Excerpts from a dataset:
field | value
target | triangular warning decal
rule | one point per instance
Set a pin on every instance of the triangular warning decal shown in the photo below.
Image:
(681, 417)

==

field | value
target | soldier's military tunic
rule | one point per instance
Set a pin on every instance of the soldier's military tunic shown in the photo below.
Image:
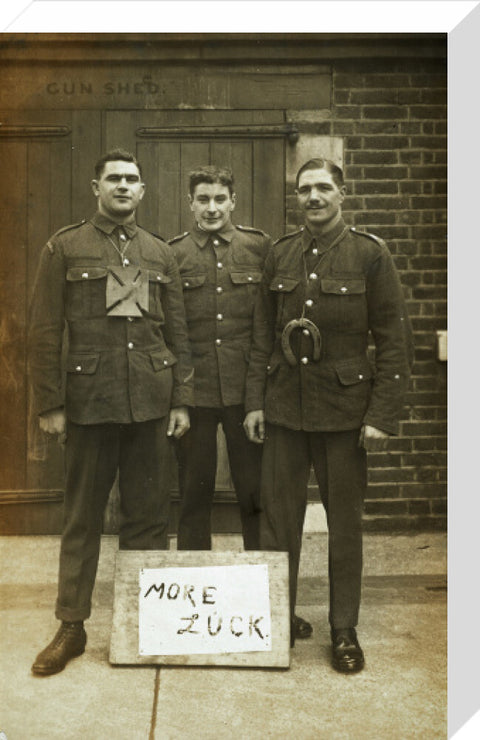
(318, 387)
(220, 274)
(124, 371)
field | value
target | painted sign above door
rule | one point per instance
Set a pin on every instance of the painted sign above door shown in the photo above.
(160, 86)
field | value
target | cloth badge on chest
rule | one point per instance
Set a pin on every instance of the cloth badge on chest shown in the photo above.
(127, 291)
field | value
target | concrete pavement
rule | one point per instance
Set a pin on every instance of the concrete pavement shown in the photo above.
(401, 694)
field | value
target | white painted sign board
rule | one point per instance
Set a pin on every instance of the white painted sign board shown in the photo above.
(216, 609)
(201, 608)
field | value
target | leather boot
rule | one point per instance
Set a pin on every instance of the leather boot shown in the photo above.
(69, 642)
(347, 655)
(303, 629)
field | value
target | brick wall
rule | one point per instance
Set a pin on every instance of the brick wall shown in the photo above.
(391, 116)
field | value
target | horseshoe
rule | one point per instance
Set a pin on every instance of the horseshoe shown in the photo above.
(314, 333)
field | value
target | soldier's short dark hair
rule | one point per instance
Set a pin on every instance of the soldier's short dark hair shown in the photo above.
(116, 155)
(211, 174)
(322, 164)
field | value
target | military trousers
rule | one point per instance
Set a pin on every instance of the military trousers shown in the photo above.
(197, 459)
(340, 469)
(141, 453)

...

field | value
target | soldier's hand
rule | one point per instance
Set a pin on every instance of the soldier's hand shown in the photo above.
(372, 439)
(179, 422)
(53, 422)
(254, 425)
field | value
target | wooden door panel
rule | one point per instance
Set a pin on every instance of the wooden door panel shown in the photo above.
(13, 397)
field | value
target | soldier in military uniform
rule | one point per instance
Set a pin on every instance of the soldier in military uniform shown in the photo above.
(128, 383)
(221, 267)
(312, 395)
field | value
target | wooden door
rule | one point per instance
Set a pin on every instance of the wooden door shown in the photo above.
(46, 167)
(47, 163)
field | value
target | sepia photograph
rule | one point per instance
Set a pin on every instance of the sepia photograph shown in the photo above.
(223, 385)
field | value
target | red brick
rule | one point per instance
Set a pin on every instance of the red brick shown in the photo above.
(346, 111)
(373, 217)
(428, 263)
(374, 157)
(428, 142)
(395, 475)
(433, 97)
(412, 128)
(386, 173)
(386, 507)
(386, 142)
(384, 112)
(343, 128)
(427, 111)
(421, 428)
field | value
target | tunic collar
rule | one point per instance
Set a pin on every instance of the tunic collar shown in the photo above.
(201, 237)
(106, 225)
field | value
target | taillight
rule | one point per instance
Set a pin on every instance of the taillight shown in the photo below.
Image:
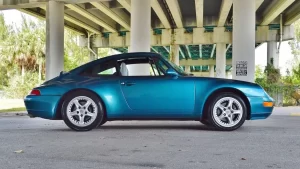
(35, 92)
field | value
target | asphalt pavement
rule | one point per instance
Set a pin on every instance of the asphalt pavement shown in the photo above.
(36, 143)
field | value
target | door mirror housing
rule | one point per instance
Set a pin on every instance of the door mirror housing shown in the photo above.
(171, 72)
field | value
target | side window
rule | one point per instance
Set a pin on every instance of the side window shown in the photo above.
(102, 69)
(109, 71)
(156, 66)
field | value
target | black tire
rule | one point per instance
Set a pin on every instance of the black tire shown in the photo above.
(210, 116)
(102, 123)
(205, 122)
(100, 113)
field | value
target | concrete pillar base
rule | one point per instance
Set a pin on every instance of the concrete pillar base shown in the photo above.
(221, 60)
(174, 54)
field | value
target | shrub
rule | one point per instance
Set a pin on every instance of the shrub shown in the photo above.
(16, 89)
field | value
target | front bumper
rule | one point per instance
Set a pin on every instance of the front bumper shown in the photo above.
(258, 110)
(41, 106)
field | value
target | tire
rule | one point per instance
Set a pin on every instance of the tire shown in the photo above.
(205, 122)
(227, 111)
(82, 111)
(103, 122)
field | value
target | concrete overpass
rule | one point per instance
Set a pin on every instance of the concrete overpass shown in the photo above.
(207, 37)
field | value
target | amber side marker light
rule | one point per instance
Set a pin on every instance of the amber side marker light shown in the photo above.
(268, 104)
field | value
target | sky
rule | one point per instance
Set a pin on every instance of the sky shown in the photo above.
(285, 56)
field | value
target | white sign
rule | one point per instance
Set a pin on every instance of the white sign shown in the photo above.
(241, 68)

| PROBLEM |
All of the lines above that carry the string "below" need to be found and copied.

| TASK OUTPUT |
Set a pin on every instance of the triangular warning decal shown in the photo below.
Set a pin on every instance of the soldier's military tunic shown in the photo below.
Set a pin on every instance of the taillight shown in the photo below.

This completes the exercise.